Excerpt to read |

General Mohsen Razaee, a commander in the powerful Revolutionary Guard and its former chief, said in a tweet: “We will not be deceived by the sacrificing of Bolton.”

Bolton was critical of any potential talks between Trump and leaders of Iran and had persuaded Trump to keep U.S. forces in Syria to counter the Iranian influence in the region. Last year, Trump pulled the U.S. out of the landmark 2015 nuclear deal that lifted sanction on Iran in exchange for caps on Iran’s nuclear program. The U.S. administration later also intensified sanctions on Iran, slashing its sales of crude oil abroad and sending the country’s economy into freefall.

In response, Iran has in recent months crept past the limits the nuclear deal imposed on uranium enrichment and its uranium stockpile. And over the weekend, Tehran announced it would use advanced centrifuges prohibited under the deal. Meanwhile, mysterious attacks on oil tankers near the Strait of Hormuz, the downing of a U.S. military surveillance drone by Iran and other incidents across the wider Middle East have exacerbated the crisis in the region as Tehran tries to pressure Europe to find a way to sell crude oil abroad despite U.S. sanctions.

Rouhani has called the use of faster centrifuges Iran’s “third step” away from the nuclear deal. On Wednesday, he said that “if necessary, we will take other steps in the future.” For his part, Bolton was a longtime hard-liner on Iran who favored regime change and took money for speaking engagements from an Iranian exile group reviled by Tehran called the Mujahedeen-e-Khalq, or MEK. Bolton famously wrote in 2015, before Iran’s nuclear deal was struck, an op-ed in The New York Times headlined: “To Stop Iran’s Bomb, Bomb Iran.”

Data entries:
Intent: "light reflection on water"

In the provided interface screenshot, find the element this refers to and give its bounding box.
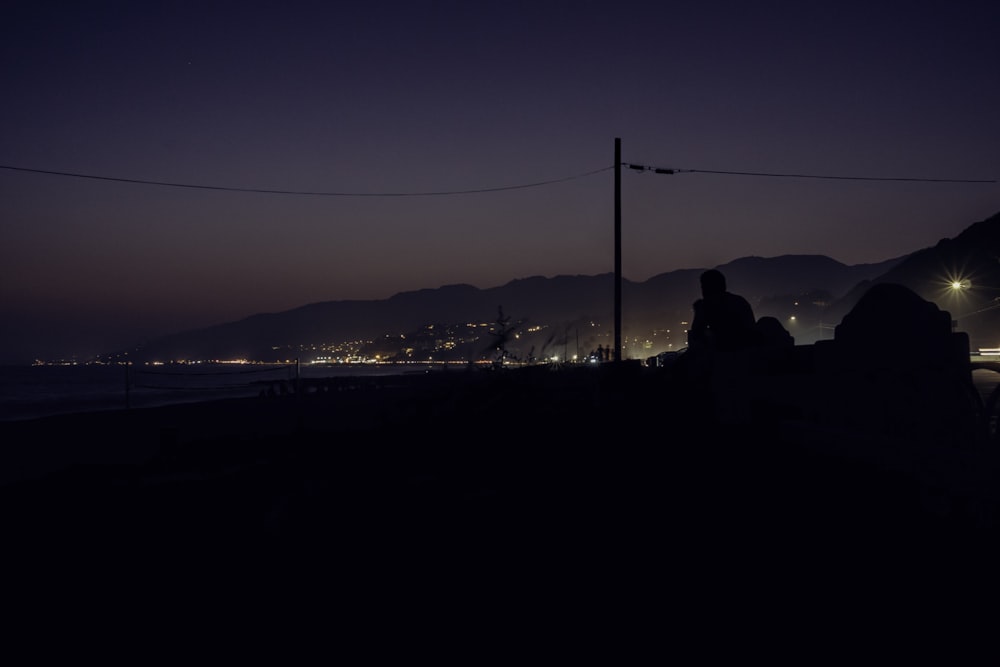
[0,364,450,421]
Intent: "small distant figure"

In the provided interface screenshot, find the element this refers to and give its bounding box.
[688,269,757,352]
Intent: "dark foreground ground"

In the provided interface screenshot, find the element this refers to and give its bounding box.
[0,362,1000,662]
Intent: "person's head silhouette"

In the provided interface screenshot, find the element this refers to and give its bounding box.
[701,269,726,299]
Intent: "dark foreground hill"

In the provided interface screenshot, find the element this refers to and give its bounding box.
[0,364,998,648]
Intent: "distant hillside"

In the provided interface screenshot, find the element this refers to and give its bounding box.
[119,250,902,361]
[831,213,1000,350]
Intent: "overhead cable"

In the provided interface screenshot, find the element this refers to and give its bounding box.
[622,162,996,183]
[0,165,614,197]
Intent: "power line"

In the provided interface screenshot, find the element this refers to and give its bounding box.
[0,165,614,197]
[622,162,996,183]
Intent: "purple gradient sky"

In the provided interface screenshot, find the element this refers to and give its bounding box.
[0,0,1000,361]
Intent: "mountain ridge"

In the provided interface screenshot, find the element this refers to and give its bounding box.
[103,213,1000,361]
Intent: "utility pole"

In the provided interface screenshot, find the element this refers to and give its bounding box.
[614,137,622,362]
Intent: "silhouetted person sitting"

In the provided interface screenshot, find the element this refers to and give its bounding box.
[671,269,761,418]
[688,269,757,352]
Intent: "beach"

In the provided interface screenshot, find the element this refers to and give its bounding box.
[0,366,998,648]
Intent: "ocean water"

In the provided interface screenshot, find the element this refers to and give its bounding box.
[0,364,446,421]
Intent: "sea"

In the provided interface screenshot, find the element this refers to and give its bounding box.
[0,363,454,421]
[0,356,1000,422]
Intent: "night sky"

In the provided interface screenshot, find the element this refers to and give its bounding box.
[0,0,1000,361]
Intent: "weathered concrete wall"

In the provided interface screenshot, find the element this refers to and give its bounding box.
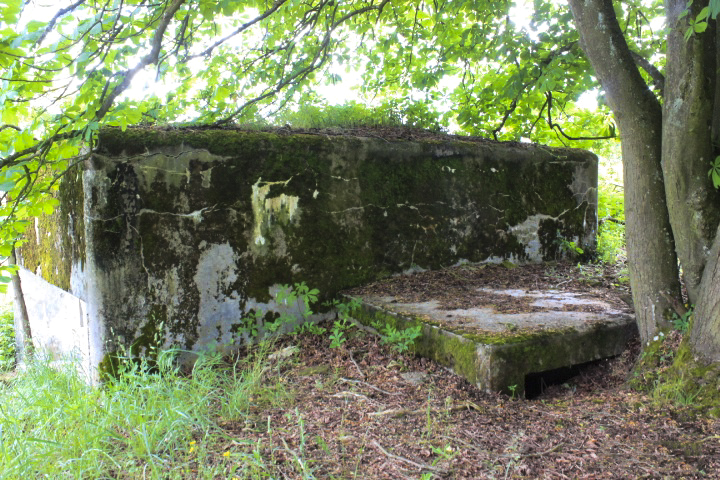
[22,129,597,376]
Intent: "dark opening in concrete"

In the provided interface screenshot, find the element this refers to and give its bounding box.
[525,357,615,400]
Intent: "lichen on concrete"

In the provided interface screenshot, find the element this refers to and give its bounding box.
[19,128,597,372]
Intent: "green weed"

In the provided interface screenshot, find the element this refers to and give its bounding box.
[0,347,303,478]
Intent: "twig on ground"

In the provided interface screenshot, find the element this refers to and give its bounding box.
[331,391,380,405]
[372,440,447,474]
[350,352,365,379]
[368,402,484,417]
[340,377,401,395]
[505,442,565,458]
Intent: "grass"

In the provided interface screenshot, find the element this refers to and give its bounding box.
[0,349,307,479]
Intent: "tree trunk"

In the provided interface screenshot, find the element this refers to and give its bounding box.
[569,0,680,343]
[10,247,34,362]
[662,0,720,303]
[690,228,720,362]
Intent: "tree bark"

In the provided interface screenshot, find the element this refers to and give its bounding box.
[569,0,680,343]
[690,228,720,362]
[662,0,720,304]
[10,247,34,362]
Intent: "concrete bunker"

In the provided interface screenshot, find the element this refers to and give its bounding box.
[14,128,597,377]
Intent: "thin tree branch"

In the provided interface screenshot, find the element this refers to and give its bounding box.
[545,92,616,140]
[181,0,287,63]
[35,0,85,45]
[95,0,185,120]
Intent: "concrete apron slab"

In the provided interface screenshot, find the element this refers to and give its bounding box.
[353,288,637,396]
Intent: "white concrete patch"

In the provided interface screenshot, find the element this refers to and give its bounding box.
[15,268,94,380]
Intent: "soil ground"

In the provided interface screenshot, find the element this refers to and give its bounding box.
[218,267,720,479]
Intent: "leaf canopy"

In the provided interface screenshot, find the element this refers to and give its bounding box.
[0,0,668,256]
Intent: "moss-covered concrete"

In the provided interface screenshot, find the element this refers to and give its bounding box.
[19,166,85,297]
[21,128,597,370]
[351,296,636,396]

Exercise directions | Copy the passage on Iran and Bolton, starting with "General Mohsen Razaee, a" and going on through "economy into freefall.", but put "social media post" in place of "tweet".

Response to the task |
General Mohsen Razaee, a commander in the powerful Revolutionary Guard and its former chief, said in a social media post: “We will not be deceived by the sacrificing of Bolton.”

Bolton was critical of any potential talks between Trump and leaders of Iran and had persuaded Trump to keep U.S. forces in Syria to counter the Iranian influence in the region. Last year, Trump pulled the U.S. out of the landmark 2015 nuclear deal that lifted sanction on Iran in exchange for caps on Iran’s nuclear program. The U.S. administration later also intensified sanctions on Iran, slashing its sales of crude oil abroad and sending the country’s economy into freefall.